PROBLEM TO SOLVE
Can you give back only the records from the line with "Please mark the white wall" through the line with "Target: white ceiling", changing "instance" to "object" and leaving everything else unchanged?

TASK DATA
Start

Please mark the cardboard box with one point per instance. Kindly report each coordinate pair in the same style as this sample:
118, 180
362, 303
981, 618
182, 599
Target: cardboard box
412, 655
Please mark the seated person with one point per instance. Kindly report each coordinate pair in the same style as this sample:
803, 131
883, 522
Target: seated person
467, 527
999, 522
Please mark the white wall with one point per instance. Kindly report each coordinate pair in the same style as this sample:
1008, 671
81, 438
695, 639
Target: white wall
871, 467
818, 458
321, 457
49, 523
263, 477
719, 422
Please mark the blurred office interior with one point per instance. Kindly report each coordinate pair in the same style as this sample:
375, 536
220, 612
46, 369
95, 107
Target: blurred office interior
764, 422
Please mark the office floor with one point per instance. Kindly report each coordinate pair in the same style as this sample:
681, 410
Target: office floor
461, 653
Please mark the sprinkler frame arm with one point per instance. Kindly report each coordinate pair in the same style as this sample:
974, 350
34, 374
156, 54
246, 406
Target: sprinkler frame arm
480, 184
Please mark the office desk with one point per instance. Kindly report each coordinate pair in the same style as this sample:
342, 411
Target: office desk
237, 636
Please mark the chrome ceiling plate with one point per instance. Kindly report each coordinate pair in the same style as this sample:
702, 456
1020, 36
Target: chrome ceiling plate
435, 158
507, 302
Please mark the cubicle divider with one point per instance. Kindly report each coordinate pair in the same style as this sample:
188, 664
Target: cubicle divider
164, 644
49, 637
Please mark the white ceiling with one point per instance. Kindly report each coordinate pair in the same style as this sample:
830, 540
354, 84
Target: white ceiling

End
Start

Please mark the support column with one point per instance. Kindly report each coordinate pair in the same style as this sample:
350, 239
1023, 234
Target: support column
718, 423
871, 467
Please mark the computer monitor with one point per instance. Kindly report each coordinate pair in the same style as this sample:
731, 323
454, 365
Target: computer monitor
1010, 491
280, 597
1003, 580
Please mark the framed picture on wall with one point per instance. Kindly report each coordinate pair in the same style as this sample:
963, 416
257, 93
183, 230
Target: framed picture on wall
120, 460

End

EXERCISE SOLUTION
Please mark the white wall with one point per object. Kindly report each coordinate pair in the same style as this sample:
1008, 671
81, 438
695, 639
Target: white wall
871, 467
818, 458
321, 457
49, 523
263, 477
719, 422
Please mark the blurred office interior with one point per object. Kindly report each coordinate pair in the same style as this sample:
375, 536
220, 612
46, 369
95, 107
Target: blurred office interior
764, 422
Please mark the office floor with one point per object. Kindly report each coordinate pair in the same style as this sample:
681, 410
Target: office floor
461, 653
Please mark the sprinkler frame arm with one point per object. Kindly report each coordinate pair in the same style as this sample:
974, 350
34, 374
156, 54
246, 406
Target: sprinkler frame arm
480, 184
Please mark the office desk with one point per object. Kindly report each coordinate pair in the same style as this sample:
342, 411
Target: office desk
237, 636
Please mark the chrome ceiling plate with one point per object. Kindly report each coordinate pair in the same style as this sample:
702, 456
1020, 36
Target: chrome ceiling plate
435, 158
507, 302
Please mark the cubicle divider with one point per object. Kindly report each coordinate pair in the same style as this sample:
188, 664
Target: cubicle divider
164, 644
49, 637
Please mark the white ceiling with one point per object. Kindly report each coordinate pair in the same style as this sample:
830, 540
354, 84
Target: white ceiling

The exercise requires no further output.